> [Task goal] Switch "snow-covered mountain" to "snowy peak" everywhere it appears in the data below and write all the lines out again with nothing else changed. Leave the pictures out.

-- Begin --

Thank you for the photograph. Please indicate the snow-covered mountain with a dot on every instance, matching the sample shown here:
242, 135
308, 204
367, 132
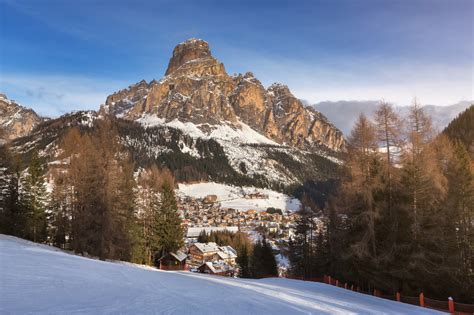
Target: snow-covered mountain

-- End --

> [Answer to this task]
Thank you for the photograph. Please indicate the snowy peak with a dot on every instance, matching the sample shown here:
242, 135
308, 204
367, 132
Target: snowy peak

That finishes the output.